Exercise requirements: From first line to last, write out the data precisely as shown.

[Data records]
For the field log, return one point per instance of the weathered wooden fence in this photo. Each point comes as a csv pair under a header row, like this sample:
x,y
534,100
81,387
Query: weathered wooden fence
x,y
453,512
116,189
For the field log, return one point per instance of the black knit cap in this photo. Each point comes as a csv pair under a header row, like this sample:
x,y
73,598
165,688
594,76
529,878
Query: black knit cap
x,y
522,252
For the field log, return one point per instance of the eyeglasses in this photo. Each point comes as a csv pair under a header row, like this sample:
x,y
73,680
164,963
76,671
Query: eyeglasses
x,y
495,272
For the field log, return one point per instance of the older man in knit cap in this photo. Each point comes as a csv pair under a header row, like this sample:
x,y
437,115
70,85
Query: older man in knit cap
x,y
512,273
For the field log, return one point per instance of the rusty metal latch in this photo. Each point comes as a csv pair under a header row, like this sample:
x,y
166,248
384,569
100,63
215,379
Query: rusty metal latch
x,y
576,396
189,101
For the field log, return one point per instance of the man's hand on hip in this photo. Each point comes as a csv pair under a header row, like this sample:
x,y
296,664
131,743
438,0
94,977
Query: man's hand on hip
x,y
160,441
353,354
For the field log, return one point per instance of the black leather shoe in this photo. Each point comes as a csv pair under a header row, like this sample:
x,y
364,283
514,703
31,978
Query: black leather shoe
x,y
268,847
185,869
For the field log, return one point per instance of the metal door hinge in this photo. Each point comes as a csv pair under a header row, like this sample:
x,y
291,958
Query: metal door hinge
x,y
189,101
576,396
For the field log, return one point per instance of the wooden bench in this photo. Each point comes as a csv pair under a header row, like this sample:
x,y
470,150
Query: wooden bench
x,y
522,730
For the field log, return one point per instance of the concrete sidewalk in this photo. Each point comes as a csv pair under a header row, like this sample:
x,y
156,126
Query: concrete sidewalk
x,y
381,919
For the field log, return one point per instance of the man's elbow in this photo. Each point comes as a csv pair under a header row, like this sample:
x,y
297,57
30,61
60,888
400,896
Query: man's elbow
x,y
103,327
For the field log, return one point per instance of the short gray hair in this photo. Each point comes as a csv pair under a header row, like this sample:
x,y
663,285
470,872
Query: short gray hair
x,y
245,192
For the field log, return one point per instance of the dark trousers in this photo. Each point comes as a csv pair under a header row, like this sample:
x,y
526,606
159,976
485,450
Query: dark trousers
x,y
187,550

Finished exercise:
For the field log, return one point per instance of the weathered wooden fence in this photo. Each point comes as a csv pair under a header row, like this sample:
x,y
534,100
81,387
Query: weathered wooden fence
x,y
453,512
116,189
For the field log, return one point per instance of the black knit cap in this photo. Each point comes as a csv pair under a header row, like this sample:
x,y
73,598
165,688
594,76
529,878
Query: black knit cap
x,y
522,252
For the field log, return one point per instance of the eyeglasses in this photo. Each point comes as a csv pair under a header row, like this sample:
x,y
73,680
164,963
76,671
Query: eyeglasses
x,y
495,272
For the field log, return one point per instance of the older man in knit cap in this photo. Each point comes as a csv pair under a header row, like this sample:
x,y
437,115
70,85
Query: older man in knit cap
x,y
512,273
For the field log, return one point per instance of the rusty metal latch in this photo. Each point comes as a csv pair under a header row, like this sample:
x,y
166,248
384,569
100,63
215,379
Query: rusty metal latch
x,y
576,396
189,101
For the field log, return one point per instance of the man's hand on hip in this photo. Each point comes as a csv pair under a header row, like this sample:
x,y
296,664
131,743
438,0
94,977
Query: man's hand on hip
x,y
160,441
353,354
For the field log, return one point per instance of the black leather shoe in this photo. Each point comes as a csv pair under a header row, like this sample:
x,y
364,283
514,703
31,978
Query: black leather shoe
x,y
268,847
185,869
For the field log, return one point per instance of the metal door hinge in this photo. Each point comes as a csv pair under a header row, like this sample:
x,y
291,958
Query: metal door hinge
x,y
189,101
576,396
For the field log, return one point per instance of the wooden bench in this photo. Each point comes as a csv pair under a header row, like this sample:
x,y
470,150
Query: wooden bench
x,y
522,730
For the field log, return one point per instance of the concrete sidewalk in this photo. Each point comes as a csv pair under a header row, like this sample:
x,y
156,126
Query: concrete sidewalk
x,y
381,919
For the field log, return one point per instance of the man's elbow in this photo. Each point comes as a csv pair under a header row, like this sample:
x,y
297,57
30,61
60,888
400,896
Query: man's elbow
x,y
103,327
For the field log, return one point per instance of the short gray hair in this photo. Each point comes as a csv pair under a header row, like this sample:
x,y
663,285
470,872
Query: short gray hair
x,y
245,192
For the field log, return one point per instance of the dark trousers in this photo. Each point comes as a csv pair under a header row, like this sample:
x,y
526,606
159,976
485,450
Query: dark trousers
x,y
187,550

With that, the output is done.